ПРИВЕДЁННЫЙ ОТРЫВОК>
---+---
А 8-го был осмысленный, серьезный разговор, хотя отец в принципе знал, что умирает, потому что весь последний год занимался приготовлением к передаче своего архива в ЦГАЛИ. У него был огромный архив, часть которого переплетена в такие тома, которые называются «Все сделанное». «Все сделанное» начинается с до войны. Количество томов постепенно увеличивается, т. е. один год может не вместиться в том, потому что там и переписка, там и все деловые бумаги, там все варианты правок, там совершенствование рукописей, там новые произведения. Там много чего, там действительно – все сделанное.
Вот «Все сделанное» приводилось в порядок, плюс письма ему, фотографии и другие архивные материалы. Короче говоря, он много этим занимался, много времени на это тратил.
И отец, наверно, я так понимаю, хотя не могу этого утверждать, но ощущение у меня двойственное… Ощущения последнего разговора не было, но в то же время какие-то черты последнего разговора эта история носила.
А может быть, просто оказался разговор последним, и поэтому, то, что он мне сказал, кажется мне чем-то вроде завещания.
Отец сказал, что он очень гордится тем, что у него есть такой сорокалетний друг, как я, что он это очень высоко ценит и считает, что хотя бы в этом направлении жизнь прожита не зря.
Я ничего подобного от отца не слышал ни в какие наши времена, поэтому запомнилось особенно, а уже оснащенное всеми дальнейшими событиями, оно как бы естественно стало, я бы сказал, завещанием отца – это я всегда помню. Просто ответственность сына – одна, ответственность младшего друга – другая. Я вроде как стараюсь нести обе.
Поскольку операция накануне прошла очень удачно, то отец, как ему было свойственно, настоял, чтобы вторую операцию по выкачке из другого легкого провели быстрее, не через обязательные десять дней, а через три-четыре дня, потому что он прекрасно себя чувствует.
---+---
НАБОР МАТЕРИАЛОВ>

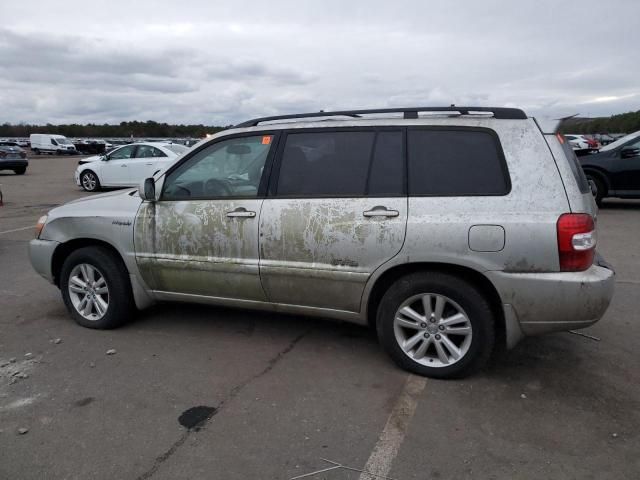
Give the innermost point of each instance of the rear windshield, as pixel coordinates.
(177, 148)
(576, 169)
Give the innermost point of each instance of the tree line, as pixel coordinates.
(123, 129)
(622, 123)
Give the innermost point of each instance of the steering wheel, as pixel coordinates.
(216, 187)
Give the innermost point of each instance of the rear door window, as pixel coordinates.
(454, 162)
(341, 164)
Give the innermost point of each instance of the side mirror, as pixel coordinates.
(630, 152)
(147, 190)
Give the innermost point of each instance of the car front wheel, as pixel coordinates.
(96, 289)
(89, 181)
(436, 325)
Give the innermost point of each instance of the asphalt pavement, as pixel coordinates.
(194, 392)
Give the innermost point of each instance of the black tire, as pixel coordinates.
(120, 298)
(600, 189)
(89, 181)
(465, 295)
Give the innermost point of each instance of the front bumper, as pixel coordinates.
(551, 302)
(41, 254)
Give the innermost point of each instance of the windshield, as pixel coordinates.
(620, 141)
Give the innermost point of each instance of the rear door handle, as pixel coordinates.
(241, 212)
(380, 211)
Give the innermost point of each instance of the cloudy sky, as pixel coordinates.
(220, 62)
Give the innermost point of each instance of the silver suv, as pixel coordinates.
(449, 230)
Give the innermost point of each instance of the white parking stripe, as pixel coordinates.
(18, 229)
(392, 436)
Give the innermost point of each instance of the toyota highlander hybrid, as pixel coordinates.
(450, 230)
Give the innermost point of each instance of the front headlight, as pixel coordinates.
(40, 225)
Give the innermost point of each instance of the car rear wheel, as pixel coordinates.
(436, 325)
(89, 181)
(96, 288)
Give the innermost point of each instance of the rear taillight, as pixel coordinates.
(576, 241)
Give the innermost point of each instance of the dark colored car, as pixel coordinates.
(12, 157)
(615, 170)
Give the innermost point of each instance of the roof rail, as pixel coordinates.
(408, 113)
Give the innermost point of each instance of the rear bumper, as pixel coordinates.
(13, 163)
(551, 302)
(41, 254)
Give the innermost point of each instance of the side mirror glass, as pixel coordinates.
(147, 190)
(630, 152)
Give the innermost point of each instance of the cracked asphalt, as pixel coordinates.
(288, 391)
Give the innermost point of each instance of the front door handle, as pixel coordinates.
(241, 212)
(380, 211)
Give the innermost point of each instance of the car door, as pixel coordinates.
(114, 170)
(201, 237)
(336, 211)
(144, 163)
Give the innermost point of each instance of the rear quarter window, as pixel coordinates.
(576, 169)
(456, 162)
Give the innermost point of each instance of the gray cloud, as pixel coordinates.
(220, 63)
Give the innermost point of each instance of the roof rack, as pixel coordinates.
(408, 113)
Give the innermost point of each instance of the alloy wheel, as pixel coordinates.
(88, 291)
(432, 330)
(89, 181)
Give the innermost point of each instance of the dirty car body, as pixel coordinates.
(365, 220)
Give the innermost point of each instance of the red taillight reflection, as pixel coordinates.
(576, 241)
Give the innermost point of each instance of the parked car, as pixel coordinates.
(52, 144)
(603, 138)
(88, 146)
(615, 170)
(125, 166)
(580, 143)
(446, 233)
(13, 157)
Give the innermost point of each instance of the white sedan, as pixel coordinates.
(126, 166)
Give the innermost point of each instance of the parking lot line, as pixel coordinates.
(391, 438)
(17, 229)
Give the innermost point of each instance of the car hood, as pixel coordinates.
(595, 156)
(94, 158)
(108, 217)
(99, 197)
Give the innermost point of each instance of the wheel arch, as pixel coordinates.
(65, 249)
(476, 278)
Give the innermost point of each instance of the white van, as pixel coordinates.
(48, 143)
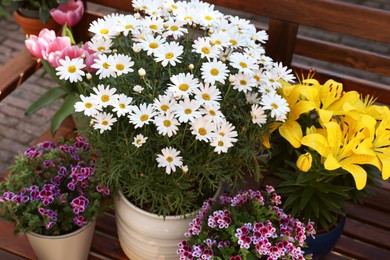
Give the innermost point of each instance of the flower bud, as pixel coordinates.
(304, 162)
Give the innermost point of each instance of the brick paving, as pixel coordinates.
(18, 131)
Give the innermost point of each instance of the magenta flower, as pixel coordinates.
(68, 14)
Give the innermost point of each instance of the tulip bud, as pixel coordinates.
(304, 162)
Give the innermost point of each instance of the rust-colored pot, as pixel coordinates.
(34, 25)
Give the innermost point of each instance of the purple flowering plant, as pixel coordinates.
(248, 225)
(51, 188)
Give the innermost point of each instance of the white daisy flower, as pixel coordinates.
(205, 49)
(104, 70)
(164, 103)
(151, 43)
(142, 115)
(88, 105)
(120, 63)
(138, 88)
(122, 105)
(243, 63)
(170, 159)
(221, 143)
(208, 95)
(226, 129)
(139, 140)
(213, 113)
(258, 115)
(71, 69)
(183, 85)
(104, 95)
(243, 82)
(276, 104)
(174, 28)
(166, 124)
(187, 110)
(203, 129)
(169, 53)
(214, 71)
(103, 121)
(100, 45)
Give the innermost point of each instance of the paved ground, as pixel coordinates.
(18, 131)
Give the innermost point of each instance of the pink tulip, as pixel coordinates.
(37, 45)
(69, 14)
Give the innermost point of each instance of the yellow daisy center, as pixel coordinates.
(144, 117)
(206, 96)
(184, 87)
(214, 72)
(205, 50)
(119, 66)
(169, 55)
(72, 69)
(187, 111)
(202, 131)
(243, 65)
(153, 45)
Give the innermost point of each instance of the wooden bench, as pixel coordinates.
(367, 231)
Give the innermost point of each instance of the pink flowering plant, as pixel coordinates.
(248, 225)
(51, 188)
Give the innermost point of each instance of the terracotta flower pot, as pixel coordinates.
(34, 25)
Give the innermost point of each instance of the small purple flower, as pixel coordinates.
(79, 204)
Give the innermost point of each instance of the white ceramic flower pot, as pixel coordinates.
(143, 235)
(75, 245)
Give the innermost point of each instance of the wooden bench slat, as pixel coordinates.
(343, 55)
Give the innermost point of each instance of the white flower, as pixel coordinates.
(120, 63)
(208, 95)
(139, 140)
(276, 104)
(258, 115)
(104, 95)
(170, 159)
(103, 121)
(88, 105)
(122, 105)
(215, 71)
(142, 115)
(183, 85)
(166, 124)
(243, 82)
(71, 69)
(187, 110)
(104, 70)
(203, 129)
(169, 53)
(205, 49)
(138, 88)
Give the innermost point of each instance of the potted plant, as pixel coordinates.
(178, 103)
(332, 148)
(248, 225)
(52, 193)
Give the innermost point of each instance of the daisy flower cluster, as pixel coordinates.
(248, 225)
(177, 88)
(52, 188)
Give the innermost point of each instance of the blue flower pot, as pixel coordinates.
(324, 242)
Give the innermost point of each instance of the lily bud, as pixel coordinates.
(304, 162)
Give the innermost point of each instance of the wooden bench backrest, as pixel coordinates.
(285, 18)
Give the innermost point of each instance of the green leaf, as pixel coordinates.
(65, 110)
(47, 99)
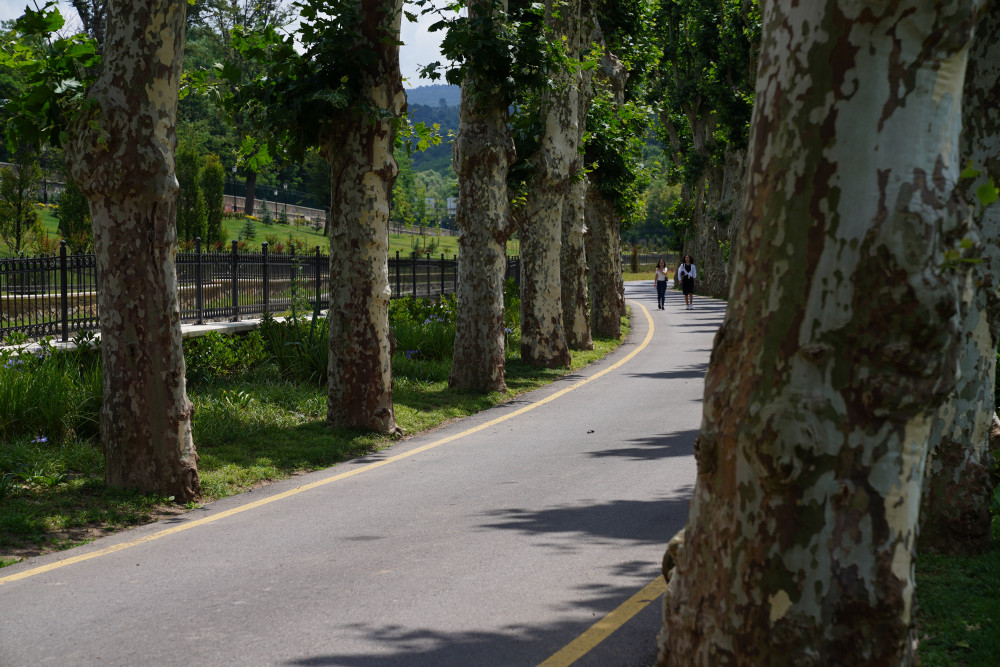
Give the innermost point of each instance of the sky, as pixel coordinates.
(420, 47)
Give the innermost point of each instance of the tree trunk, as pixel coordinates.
(543, 338)
(483, 151)
(358, 147)
(573, 255)
(124, 164)
(837, 347)
(955, 505)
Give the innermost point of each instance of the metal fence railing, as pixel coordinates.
(56, 295)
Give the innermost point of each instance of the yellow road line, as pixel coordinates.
(335, 478)
(603, 629)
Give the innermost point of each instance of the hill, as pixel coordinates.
(432, 95)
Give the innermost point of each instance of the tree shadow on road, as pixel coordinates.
(638, 521)
(665, 446)
(527, 644)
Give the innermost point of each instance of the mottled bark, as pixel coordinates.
(483, 152)
(358, 147)
(837, 347)
(573, 254)
(543, 337)
(122, 157)
(954, 509)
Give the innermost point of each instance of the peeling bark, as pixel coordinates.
(543, 337)
(124, 164)
(358, 147)
(604, 251)
(483, 152)
(573, 252)
(954, 509)
(837, 347)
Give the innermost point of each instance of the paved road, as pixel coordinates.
(498, 547)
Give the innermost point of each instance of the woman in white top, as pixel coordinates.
(660, 280)
(686, 273)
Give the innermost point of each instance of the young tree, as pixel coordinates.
(213, 187)
(18, 217)
(74, 218)
(121, 154)
(837, 348)
(955, 504)
(225, 18)
(192, 216)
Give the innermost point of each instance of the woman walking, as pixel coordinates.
(660, 280)
(687, 272)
---+---
ЧТО ТРЕБУЕТСЯ СДЕЛАТЬ>
- a) Как в приведённом отрывке называются тома, в которые переплетена часть архива отца?
- b) Продолжите приведённый отрывок воспоминаний об отце, начав сразу после его последнего предложения.

ОЖИДАЕМЫЕ ОТВЕТЫ>
- a) «Все сделанное».

- b)
А кремлевская больница отличалась несколькими особенностями. В ней было удобно жить и абсолютно бесполезно лечиться, потому что кремлевская больница – это была больница, где не принимали решений, где было огромное количество консультантов и не было лечащих врачей. То есть лечащие врачи были, но они были нужны для того, чтобы собирать консультантов на консилиум. Поэтому отец многократно поступал туда с оценкой здоровья на тройку с минусом, а выходил на тройку с плюсом. Таким образом, все, включая и его самого, считали, что вот, он пошел на поправку, и вот его выписали из больницы.
Ему, оказывается, предлагали ехать в Швейцарию лечить его легкие, можно было вырезать одно обызвестленное легкое с тем, чтобы второе хотя бы работало свободно, т. е. были варианты продления его жизни на пять-семь-десять лет. Ничего этого не было сделано. Регулярно собирались консилиумы, в которых каждый предлагал свое решение проблемы. В конечном счете, выполняли все, но понемножку. Ни одно из решений не выполнялось радикально. Ну, вы же понимаете, что понемножку нельзя сделать операцию или понемножку нельзя поехать в Швейцарию. Поэтому радикальные вещи не делались, а делалось что-то для улучшения состояния и не более того.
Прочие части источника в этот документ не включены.